PAGE TEXT —
-- begin --
The pot passes the top of the window at some unknown "initial velocity". What equation can be used to find this initial velocity given the displacement (1.9m), the time (0.42) and the acceleration?

Then there is another equation that can be used to work out the answer to the problem.
 
  • #3
CWatters said:
I don't follow/agree with your drawing. The pot starts on a windowsill and falls an unknown distance until it reaches the top of another window. It then falls another 1.9m in 0.42 seconds.

The pot passes the top of the window at some unknown "initial velocity". What equation can be used to find this initial velocity given the displacement (1.9m), the time (0.42) and the acceleration?

Then there is another equation that can be used to work out the answer to the problem.
-- end --
SOURCE EXCERPT —
-- begin --
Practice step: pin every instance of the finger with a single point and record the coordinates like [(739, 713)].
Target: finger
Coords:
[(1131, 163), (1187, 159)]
-- end --
STATED PROBLEM A —
For the falling-pot text, state whether each statement agrees with it. Answer yes or no, and quote the text's deciding words exactly. (i) The pot falls 1.9 m in 0.42 seconds as it passes the window. (ii) The pot begins its fall at the top of the window. (iii) The pot's speed at the top of the window is given.
STATED PROBLEM B —
Carry on the falling-pot text from the point where it stops.
The listing has no role in this exercise.

FINAL ANSWER A —
(i) Yes: "It then falls another 1.9m in 0.42 seconds."
(ii) No: "The pot starts on a windowsill and falls an unknown distance until it reaches the top of another window."
(iii) No: "The pot passes the top of the window at some unknown"

FINAL ANSWER B —
Why do you disagree with my diagram? I chose the bottom of the lower window as 0, going up from that is 1.90, the height of the window, and higher is the height of the window + what ever distance is between them, U.
For V, it is 0 when the pot is standing on the upper window, when it falls its Velocity is unknown
And for T is it took .420 seconds to fall the height of the window then T=0 is when it starts falling that distance

and for the formula, the second kinematics equation, I tried it and it didn't work out,

I tried the second formula for final X position to find V at T=0

0= 1.90+V? (0) + (.5)(-9.802)(0)^2
and I get
0=1.90 which is not correct

did I plug in the wrong values?
 
  • #4
David112234 said:
Why do you disagree with my diagram? I chose the bottom of the lower window as 0, going up from that is 1.90

Given that the flower pot started at the first window and is falling downwards, it's illogical to choose 0 as the bottom of the second window. You ought to choose 0 where the flowerpot started. Otherwise, you're liable to get your equations and variables mixed up!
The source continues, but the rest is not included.